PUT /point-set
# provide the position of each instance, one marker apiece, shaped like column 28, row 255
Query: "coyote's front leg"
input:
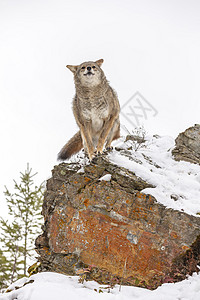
column 87, row 139
column 106, row 130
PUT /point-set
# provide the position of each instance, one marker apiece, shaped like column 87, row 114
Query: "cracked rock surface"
column 111, row 232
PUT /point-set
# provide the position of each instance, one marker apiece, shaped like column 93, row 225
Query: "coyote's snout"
column 96, row 110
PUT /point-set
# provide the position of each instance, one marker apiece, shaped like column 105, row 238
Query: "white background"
column 148, row 46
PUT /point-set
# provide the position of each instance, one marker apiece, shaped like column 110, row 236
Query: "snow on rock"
column 177, row 184
column 106, row 177
column 51, row 286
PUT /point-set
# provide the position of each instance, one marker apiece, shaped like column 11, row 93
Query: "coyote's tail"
column 73, row 146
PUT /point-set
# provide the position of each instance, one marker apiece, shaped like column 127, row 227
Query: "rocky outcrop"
column 99, row 224
column 188, row 145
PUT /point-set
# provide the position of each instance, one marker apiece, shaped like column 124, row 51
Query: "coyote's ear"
column 99, row 62
column 72, row 68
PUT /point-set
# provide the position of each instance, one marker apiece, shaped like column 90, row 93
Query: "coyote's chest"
column 96, row 111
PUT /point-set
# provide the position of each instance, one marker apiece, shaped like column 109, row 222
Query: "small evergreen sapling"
column 18, row 235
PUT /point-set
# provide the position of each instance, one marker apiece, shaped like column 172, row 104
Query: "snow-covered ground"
column 51, row 286
column 177, row 184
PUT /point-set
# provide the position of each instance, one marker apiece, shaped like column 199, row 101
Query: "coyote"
column 96, row 110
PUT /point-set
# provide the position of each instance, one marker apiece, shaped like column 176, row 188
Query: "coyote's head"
column 88, row 74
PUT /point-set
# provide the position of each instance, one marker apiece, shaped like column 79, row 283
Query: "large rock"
column 188, row 145
column 107, row 228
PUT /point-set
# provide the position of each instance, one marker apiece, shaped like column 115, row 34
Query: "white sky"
column 148, row 46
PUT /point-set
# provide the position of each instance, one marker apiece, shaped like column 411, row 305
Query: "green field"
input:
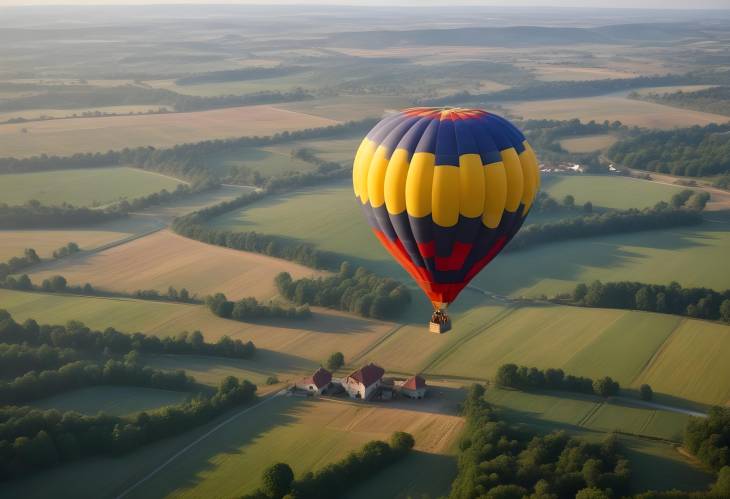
column 116, row 400
column 82, row 187
column 608, row 192
column 656, row 465
column 330, row 218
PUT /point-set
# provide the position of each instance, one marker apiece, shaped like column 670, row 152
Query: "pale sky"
column 658, row 4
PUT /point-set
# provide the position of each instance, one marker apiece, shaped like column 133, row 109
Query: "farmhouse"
column 414, row 387
column 363, row 383
column 317, row 382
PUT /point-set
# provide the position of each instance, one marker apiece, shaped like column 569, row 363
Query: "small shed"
column 317, row 382
column 414, row 387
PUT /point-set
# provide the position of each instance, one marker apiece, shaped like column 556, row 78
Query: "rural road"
column 197, row 441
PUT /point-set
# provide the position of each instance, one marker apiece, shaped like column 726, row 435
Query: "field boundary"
column 196, row 442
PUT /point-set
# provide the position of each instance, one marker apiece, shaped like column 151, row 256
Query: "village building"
column 316, row 383
column 414, row 387
column 364, row 382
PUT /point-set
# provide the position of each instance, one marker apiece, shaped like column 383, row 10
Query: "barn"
column 317, row 382
column 364, row 382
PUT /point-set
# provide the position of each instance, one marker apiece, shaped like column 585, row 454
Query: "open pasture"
column 659, row 257
column 307, row 434
column 82, row 187
column 348, row 107
column 588, row 143
column 656, row 465
column 45, row 241
column 160, row 130
column 37, row 114
column 283, row 346
column 165, row 259
column 697, row 347
column 115, row 400
column 609, row 107
column 608, row 192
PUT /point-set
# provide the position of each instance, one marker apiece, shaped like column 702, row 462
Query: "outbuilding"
column 414, row 387
column 364, row 382
column 317, row 382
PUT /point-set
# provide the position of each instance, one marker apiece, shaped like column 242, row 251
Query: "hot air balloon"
column 444, row 190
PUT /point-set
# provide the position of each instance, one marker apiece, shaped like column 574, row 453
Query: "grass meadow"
column 116, row 400
column 613, row 108
column 165, row 259
column 74, row 135
column 82, row 187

● **TASK BRIEF**: Can you repeat every record above exactly, apart from the pictures?

● **THE OUTPUT**:
PUT /point-set
# provide the position of each instance, one marker apiece, shaped like column 28, row 255
Query: "coyote's front leg"
input:
column 87, row 139
column 106, row 130
PUT /point-set
# provide the position of each instance, one marker apiece, shaped like column 87, row 114
Query: "cracked rock surface"
column 111, row 232
PUT /point-set
# provide the position of each instance, one marker apiece, shaped like column 93, row 225
Query: "coyote's snout"
column 96, row 110
PUT /point-set
# provide the position of each instance, one marker apiece, shaped like column 105, row 238
Query: "white background"
column 148, row 46
PUT /point-set
# provide the position of each instance, one marker apiece, shaped like column 110, row 236
Query: "snow on rock"
column 177, row 184
column 106, row 177
column 51, row 286
PUT /point-set
# provide the position of each instance, one marker apiece, shaped like column 11, row 93
Query: "coyote's tail"
column 73, row 146
PUT /point-set
# provide the position of each instance, one marker apiece, shaped like column 127, row 227
Query: "rocky outcrop"
column 99, row 224
column 188, row 145
PUT /point-set
# provide the position of each instance, one marker apiece, shaped like column 124, row 51
Query: "coyote's ear"
column 99, row 62
column 72, row 68
PUT /point-set
# provide the position of each instance, one marker apiece, shaped like column 90, row 93
Query: "coyote's chest"
column 96, row 111
PUT /point-set
# provide the position of each instance, one marker apiece, shaped like column 109, row 222
Query: "small evergreen sapling"
column 18, row 235
PUT /point-set
# provide the position of each instance, one marker apiece, shaped like column 172, row 104
Query: "snow-covered ground"
column 51, row 286
column 177, row 184
PUT /point-set
# provide the position of each instance, one marker apiece, shaped like column 199, row 101
Query: "coyote"
column 96, row 110
PUT /point-set
# provide the position of each instance, one marker apiece, shaped like column 176, row 188
Query: "coyote's head"
column 88, row 74
PUT /point-set
# provide the position of each instance, one marker apiece, shaped like column 79, row 283
Query: "large rock"
column 188, row 145
column 107, row 228
PUT /point-set
# provide the position of each instance, one marker apiece, shaped like column 115, row 34
Query: "white sky"
column 148, row 46
PUT /point-set
# provide the position of each instance, one marker apiece, shaped like column 411, row 305
Query: "green field"
input:
column 116, row 400
column 82, row 187
column 608, row 192
column 656, row 465
column 330, row 218
PUT /point-set
# provide the position of each instance, one marker apiece, shaped like column 670, row 152
Query: "pale sky"
column 658, row 4
PUT /point-set
# provide the position of each instance, one marker apiece, shaped like column 133, row 109
Query: "farmhouse"
column 414, row 387
column 363, row 383
column 317, row 382
PUT /point-set
# provide the position of each instance, one marker apiece, shaped like column 569, row 363
Query: "small shed"
column 317, row 382
column 414, row 387
PUT /point-set
# provide the position of each instance, one marker apiece, shaped like column 556, row 78
Query: "rural road"
column 197, row 441
PUT /point-set
# provide the position of each instance, one marker apiece, shaped like column 726, row 435
Query: "field boundary"
column 196, row 442
PUT /point-set
# provide the position of each instance, one marker apiece, shaped like column 151, row 256
Query: "village building"
column 316, row 383
column 414, row 387
column 364, row 382
PUT /point-set
# provide the position of each instance, one marker apiece, shaped like column 383, row 10
Query: "barn"
column 317, row 382
column 364, row 382
PUT /point-set
# provide the position of each instance, one marker apiece, shaped like column 585, row 454
Query: "open pasture"
column 659, row 257
column 307, row 434
column 82, row 187
column 348, row 107
column 588, row 143
column 656, row 465
column 45, row 241
column 160, row 130
column 37, row 114
column 283, row 346
column 165, row 259
column 697, row 347
column 115, row 400
column 609, row 107
column 608, row 192
PUT /point-set
# provide the position of each instance, one marker apiece, shaped like column 702, row 462
Query: "outbuilding"
column 414, row 387
column 364, row 382
column 317, row 382
PUT /point-set
# provide the position of each instance, one marker apiece, shaped like column 242, row 251
Query: "hot air balloon"
column 444, row 190
PUT /point-set
# provide the position of each instance, one marker apiece, shaped like column 574, row 453
Query: "grass meadow"
column 116, row 400
column 613, row 108
column 165, row 259
column 74, row 135
column 82, row 187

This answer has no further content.